__EXERCISE AIM__: Copy all the rows below word for word, and leave the pictures out of your answer.

__ROWS__:
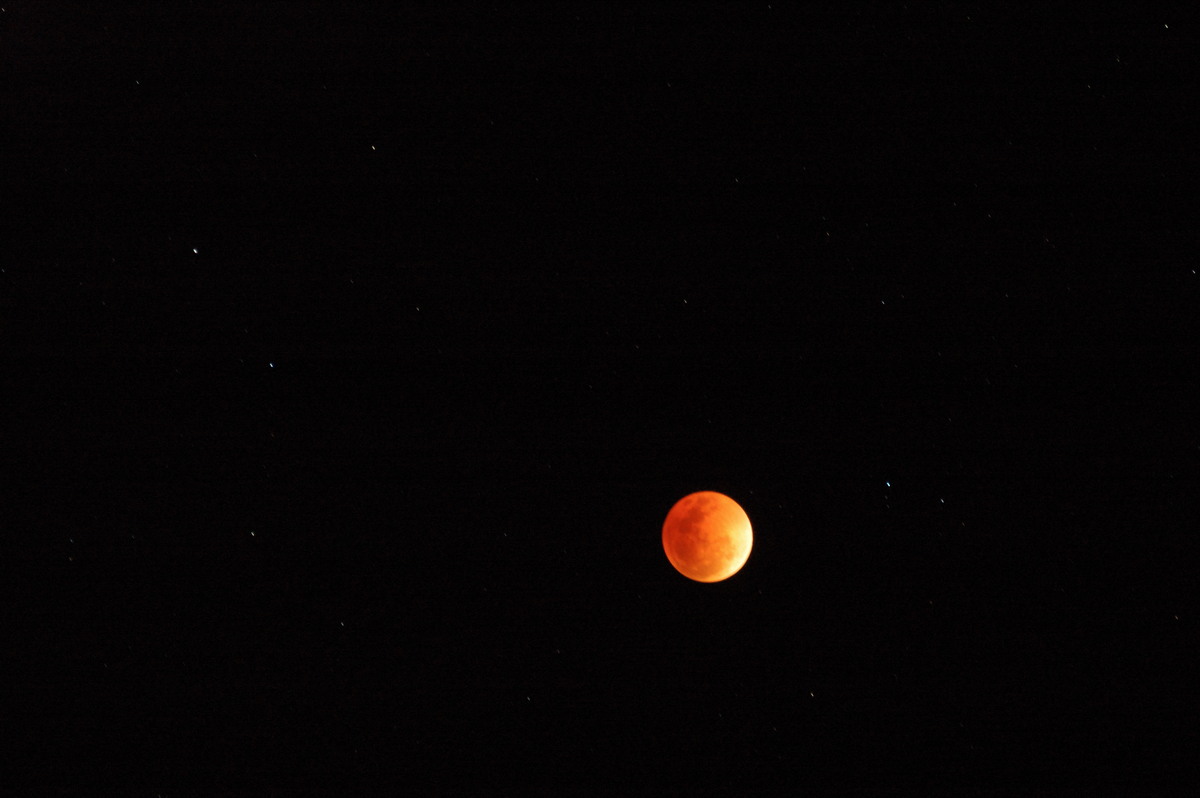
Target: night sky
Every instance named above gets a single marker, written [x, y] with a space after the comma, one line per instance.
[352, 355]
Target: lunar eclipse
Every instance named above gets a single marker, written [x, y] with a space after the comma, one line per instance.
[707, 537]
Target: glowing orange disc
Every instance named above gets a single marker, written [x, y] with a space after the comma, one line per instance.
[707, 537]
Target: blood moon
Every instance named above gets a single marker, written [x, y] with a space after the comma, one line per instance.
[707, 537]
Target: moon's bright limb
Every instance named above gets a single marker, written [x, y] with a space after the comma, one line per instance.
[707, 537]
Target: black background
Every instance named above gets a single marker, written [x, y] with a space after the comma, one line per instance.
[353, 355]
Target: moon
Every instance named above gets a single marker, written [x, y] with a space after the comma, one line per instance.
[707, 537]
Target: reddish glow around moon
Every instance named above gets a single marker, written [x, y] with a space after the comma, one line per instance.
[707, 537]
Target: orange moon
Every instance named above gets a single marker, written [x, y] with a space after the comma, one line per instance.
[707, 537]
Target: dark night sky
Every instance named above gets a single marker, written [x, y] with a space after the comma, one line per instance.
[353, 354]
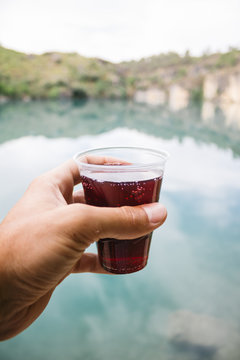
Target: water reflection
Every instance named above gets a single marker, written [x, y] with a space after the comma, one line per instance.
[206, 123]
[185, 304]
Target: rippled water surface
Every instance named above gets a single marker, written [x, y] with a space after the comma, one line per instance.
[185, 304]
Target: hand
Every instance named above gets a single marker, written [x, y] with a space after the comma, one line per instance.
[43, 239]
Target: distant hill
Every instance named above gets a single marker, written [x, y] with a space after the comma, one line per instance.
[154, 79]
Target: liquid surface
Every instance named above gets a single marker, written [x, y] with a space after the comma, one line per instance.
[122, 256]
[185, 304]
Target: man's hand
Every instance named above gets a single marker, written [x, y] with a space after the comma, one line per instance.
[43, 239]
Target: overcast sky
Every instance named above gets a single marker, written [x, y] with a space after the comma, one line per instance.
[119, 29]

__ANSWER IN FULL__:
Target: night sky
Every instance named above gets a single marker, written [x, y] with a space after the comma, one line per instance.
[352, 355]
Target: lunar eclipse
Every instance named above gets a single marker, written [x, y] with a space after the comma, one line per instance.
[707, 537]
Target: glowing orange disc
Every instance named above gets a single marker, written [x, y] with a space after the comma, one line per instance.
[707, 537]
Target: blood moon
Every instance named above gets a single marker, written [x, y] with a space after the comma, one line per instance.
[707, 537]
Target: moon's bright limb
Every instance named above gets a single marker, written [x, y] with a space after the comma, one line per instance.
[707, 537]
Target: black background
Every instance named above gets a single marker, written [x, y] with a space after the comma, one line per instance.
[353, 355]
Target: moon
Every instance named above gets a single marker, written [x, y] with a space after the comma, one line per instance.
[707, 537]
Target: reddish glow around moon
Every instance named above gets a single marker, written [x, y] with a space after the comma, one line per instance.
[707, 537]
Target: orange moon
Every instance named above gets a single marker, written [x, y] with a space after the comma, one line per instance.
[707, 537]
Target: dark night sky
Every instance named above gets a single marker, written [x, y] with a space after the comma, one line per instance.
[353, 354]
Target: water reflection
Every instance named above gets a single marker, written [x, y] with a space after the comma, one line per instance.
[206, 123]
[185, 304]
Target: rippled water surface
Every instance named above gets a single marker, written [x, y] with a space after the comma, one line per instance.
[185, 304]
Target: hand
Every instance named above gets a single marker, written [x, y] with a space after the comma, one line per instance.
[43, 239]
Target: distant hill
Every instance named above gets a single marker, written [x, y] with a space after the comma, one line per instance.
[154, 79]
Target: liquid surface
Every instance named above gets a single marker, written [x, y] with a space after the comma, one line per instance.
[122, 256]
[185, 304]
Target: man's hand
Every instance named above gets a single marker, written [x, y] with a space after the comma, one line per instance.
[43, 239]
Target: overcast sky
Every instance named above gets a single marker, written [x, y] with a space after the comma, one line per instance.
[119, 29]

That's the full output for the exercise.